WHAT YOU NEED TO DO |
Please return each line of the material below unchanged, keeping the original order.

— BEGIN RECORD EXTRACTS —

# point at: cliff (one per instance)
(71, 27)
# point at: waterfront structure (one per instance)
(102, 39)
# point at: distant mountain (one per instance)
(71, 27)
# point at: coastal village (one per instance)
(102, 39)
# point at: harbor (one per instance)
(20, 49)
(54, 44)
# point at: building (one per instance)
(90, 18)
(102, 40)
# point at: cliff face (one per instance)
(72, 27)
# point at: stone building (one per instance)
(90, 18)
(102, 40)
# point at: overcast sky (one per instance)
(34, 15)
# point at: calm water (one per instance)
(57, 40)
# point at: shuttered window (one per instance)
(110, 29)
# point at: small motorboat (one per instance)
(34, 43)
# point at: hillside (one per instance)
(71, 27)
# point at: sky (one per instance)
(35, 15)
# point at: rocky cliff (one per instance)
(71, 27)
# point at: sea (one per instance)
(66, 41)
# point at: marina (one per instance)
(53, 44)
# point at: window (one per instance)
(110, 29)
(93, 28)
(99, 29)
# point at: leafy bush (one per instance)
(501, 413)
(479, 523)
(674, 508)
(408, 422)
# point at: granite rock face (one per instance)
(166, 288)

— END RECORD EXTRACTS —

REPLY |
# point at: cliff (one per instance)
(71, 27)
# point at: waterfront structure (one per instance)
(102, 39)
# point at: distant mountain (one per instance)
(71, 27)
# point at: coastal village (one per instance)
(102, 39)
# point at: harbor (one per instance)
(20, 49)
(54, 44)
# point at: building (one per instance)
(90, 18)
(102, 40)
# point at: cliff face (one per instance)
(72, 27)
# point at: stone building (one per instance)
(90, 18)
(102, 40)
# point at: overcast sky (one per instance)
(34, 15)
# point at: calm water (one per instance)
(57, 40)
# point at: shuttered window (one per instance)
(110, 29)
# point at: small motorboat (one per instance)
(34, 43)
# point at: hillside (one per instance)
(71, 27)
# point at: sky (one per instance)
(35, 15)
# point at: rocky cliff (one per instance)
(71, 27)
# point at: sea (one per instance)
(66, 41)
# point at: marina (one per instance)
(53, 44)
# point at: window (one per instance)
(110, 29)
(93, 28)
(99, 29)
# point at: leafy bush (one per instance)
(501, 413)
(479, 523)
(674, 508)
(408, 422)
# point at: granite rock face (one per instance)
(166, 288)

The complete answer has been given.